▶ **Stored rows**
(begin)

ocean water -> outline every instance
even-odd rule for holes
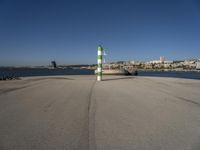
[[[86,69],[48,69],[48,68],[0,68],[0,77],[15,76],[56,76],[56,75],[92,75],[93,70]]]
[[[194,71],[139,71],[139,76],[174,77],[200,80],[200,72]]]
[[[56,76],[56,75],[93,75],[93,70],[87,69],[47,69],[47,68],[0,68],[0,77],[15,76]],[[181,71],[138,71],[138,76],[176,77],[200,80],[200,72]]]

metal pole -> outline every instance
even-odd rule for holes
[[[103,47],[99,45],[97,52],[97,81],[102,80],[102,57],[103,57]]]

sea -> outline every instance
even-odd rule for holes
[[[57,76],[57,75],[93,75],[94,70],[72,68],[0,68],[0,77],[30,77],[30,76]],[[200,80],[200,72],[194,71],[138,71],[138,76],[175,77]]]

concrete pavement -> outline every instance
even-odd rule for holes
[[[199,150],[200,81],[107,76],[0,82],[1,150]]]

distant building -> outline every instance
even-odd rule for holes
[[[160,56],[160,63],[164,63],[165,61],[165,57],[164,56]]]
[[[52,65],[53,68],[57,68],[56,61],[51,61],[51,65]]]

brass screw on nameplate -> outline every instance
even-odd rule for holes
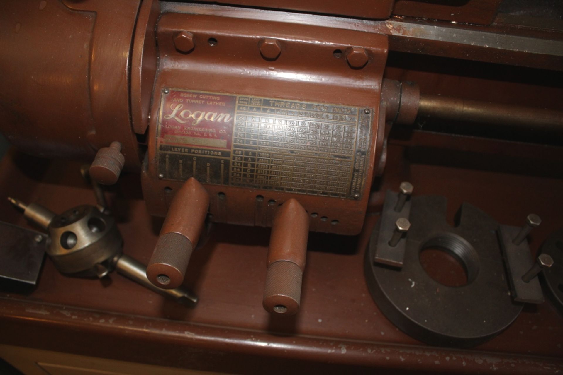
[[[404,218],[397,219],[395,222],[395,231],[393,232],[393,236],[389,240],[389,246],[395,247],[399,244],[399,241],[401,241],[403,236],[409,231],[410,228],[410,222]]]
[[[399,199],[397,200],[397,204],[395,206],[395,212],[401,212],[403,207],[405,206],[405,202],[406,198],[413,193],[412,184],[410,182],[401,182],[399,187]]]

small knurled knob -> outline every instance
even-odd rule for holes
[[[193,177],[176,192],[146,266],[146,277],[153,285],[173,289],[182,284],[209,205],[209,194]]]
[[[98,150],[90,166],[90,177],[98,183],[113,185],[117,182],[124,165],[125,157],[121,153],[121,143],[114,141],[109,147]]]

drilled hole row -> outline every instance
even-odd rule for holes
[[[208,44],[211,47],[214,47],[217,46],[219,42],[217,41],[217,39],[215,38],[209,38],[207,39],[207,44]],[[332,56],[337,58],[340,58],[344,55],[344,53],[342,52],[342,49],[334,49],[332,52]]]
[[[258,201],[258,202],[263,202],[264,201],[264,197],[263,196],[261,196],[261,195],[257,195],[256,196],[256,201]],[[273,206],[275,204],[276,204],[276,201],[275,201],[275,200],[271,199],[269,201],[268,201],[268,205],[269,205],[269,206]],[[280,204],[279,205],[281,206],[282,204]],[[311,214],[311,217],[313,218],[318,218],[318,217],[319,217],[319,214],[318,214],[317,213],[312,213]],[[320,221],[321,221],[321,222],[327,222],[328,220],[328,216],[322,216],[320,217]],[[333,220],[332,220],[330,222],[330,224],[332,224],[333,225],[336,225],[338,224],[339,223],[339,222],[338,220],[336,220],[336,219]]]
[[[172,192],[172,188],[166,187],[164,188],[164,191],[167,193],[170,193]],[[217,193],[217,197],[220,200],[224,200],[227,197],[227,195],[224,193],[223,192],[219,192],[218,193]],[[256,201],[258,202],[263,202],[264,201],[263,196],[257,195]],[[269,206],[274,206],[275,204],[276,204],[276,200],[274,199],[270,199],[270,200],[268,201]],[[280,203],[278,205],[281,206],[282,204]],[[319,214],[318,214],[317,213],[312,213],[311,214],[311,217],[313,218],[318,218],[319,217]],[[325,216],[321,216],[320,217],[320,220],[321,222],[327,222],[328,220],[328,217]],[[340,222],[338,220],[336,220],[336,219],[330,221],[330,224],[333,225],[337,225]]]

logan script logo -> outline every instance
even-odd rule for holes
[[[164,115],[167,120],[173,119],[180,124],[186,124],[191,122],[189,125],[195,126],[202,120],[211,121],[212,123],[230,123],[233,118],[229,113],[218,113],[217,112],[205,112],[204,111],[194,111],[192,112],[189,109],[182,110],[184,105],[181,103],[172,103],[170,105],[172,113]]]

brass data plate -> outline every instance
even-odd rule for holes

(end)

▶ **Problem details**
Reproduce all of the lines above without any changes, leaving out the pictures.

▶ **Result**
ocean water -> outline every instance
even-odd rule for holes
[[[86,69],[48,69],[48,68],[0,68],[0,77],[15,76],[56,76],[56,75],[92,75],[93,70]]]
[[[194,71],[139,71],[139,76],[174,77],[200,80],[200,72]]]
[[[56,76],[56,75],[93,75],[93,70],[87,69],[47,69],[47,68],[0,68],[0,77],[15,76]],[[181,71],[138,71],[138,76],[176,77],[200,80],[200,72]]]

metal pole -> outline every instance
even-odd rule for holes
[[[103,47],[99,45],[97,52],[97,81],[102,80],[102,57],[103,57]]]

sea -> outline every instance
even-odd rule for holes
[[[57,76],[57,75],[93,75],[94,70],[72,68],[0,68],[0,77],[30,77],[30,76]],[[200,80],[200,72],[194,71],[138,71],[138,76],[175,77]]]

concrete pavement -> outline every instance
even-odd rule for holes
[[[199,150],[200,81],[107,76],[0,82],[1,150]]]

distant building -> outline every instance
even-odd rule for holes
[[[160,56],[160,63],[164,63],[165,61],[165,57],[164,56]]]
[[[52,65],[53,68],[57,68],[56,61],[51,61],[51,65]]]

brass screw on nameplate -> outline every instance
even-odd rule for holes
[[[404,218],[397,219],[395,222],[395,231],[393,232],[393,236],[389,240],[389,246],[395,247],[399,244],[399,241],[401,241],[403,236],[409,231],[410,228],[410,222]]]
[[[399,199],[397,200],[397,204],[395,206],[395,212],[401,212],[403,207],[405,206],[405,202],[406,198],[413,193],[412,184],[410,182],[401,182],[399,187]]]

small knurled knob -> outline every instance
even-odd rule for holes
[[[193,177],[176,192],[146,266],[146,277],[153,285],[173,289],[182,284],[209,205],[209,194]]]
[[[98,150],[90,166],[90,177],[98,183],[113,185],[117,182],[124,165],[125,157],[121,153],[121,143],[114,141],[109,147]]]

drilled hole row -> outline every instance
even-odd rule for holes
[[[208,44],[211,47],[214,47],[217,46],[219,42],[217,41],[217,39],[215,38],[209,38],[207,39],[207,44]],[[332,56],[337,58],[340,58],[344,55],[344,53],[342,52],[342,49],[334,49],[332,52]]]
[[[258,201],[258,202],[263,202],[264,201],[264,197],[263,196],[261,196],[261,195],[257,195],[256,196],[256,201]],[[273,206],[275,204],[276,204],[276,201],[275,201],[275,200],[271,199],[269,201],[268,201],[268,205],[269,205],[269,206]],[[280,204],[279,205],[281,206],[282,204]],[[311,214],[311,217],[313,218],[318,218],[318,217],[319,217],[319,214],[318,214],[317,213],[312,213]],[[320,221],[321,221],[321,222],[327,222],[328,220],[328,216],[322,216],[320,217]],[[333,220],[332,220],[330,222],[330,224],[332,224],[333,225],[336,225],[338,224],[339,223],[339,222],[338,220],[336,220],[336,219]]]
[[[172,192],[172,188],[166,187],[164,188],[164,191],[167,193],[170,193]],[[217,193],[217,197],[220,200],[224,200],[227,197],[227,195],[224,193],[223,192],[219,192],[218,193]],[[256,201],[258,202],[263,202],[264,201],[263,196],[257,195]],[[269,206],[274,206],[275,204],[276,204],[276,200],[274,199],[270,199],[270,200],[268,201]],[[280,203],[278,205],[281,206],[282,204]],[[319,214],[318,214],[317,213],[312,213],[311,214],[311,217],[313,218],[318,218],[319,217]],[[325,216],[321,216],[320,217],[320,220],[321,222],[327,222],[328,220],[328,217]],[[340,222],[338,220],[336,220],[336,219],[330,221],[330,224],[333,225],[337,225]]]

logan script logo -> outline every instance
even-odd rule for holes
[[[164,115],[167,120],[173,119],[180,124],[186,124],[191,122],[189,125],[195,126],[202,120],[211,121],[212,123],[230,123],[233,118],[229,113],[218,113],[217,112],[205,112],[204,111],[194,111],[192,112],[189,109],[182,110],[184,105],[181,103],[172,103],[170,105],[172,113]]]

brass data plate -> outline every instance
even-odd rule for holes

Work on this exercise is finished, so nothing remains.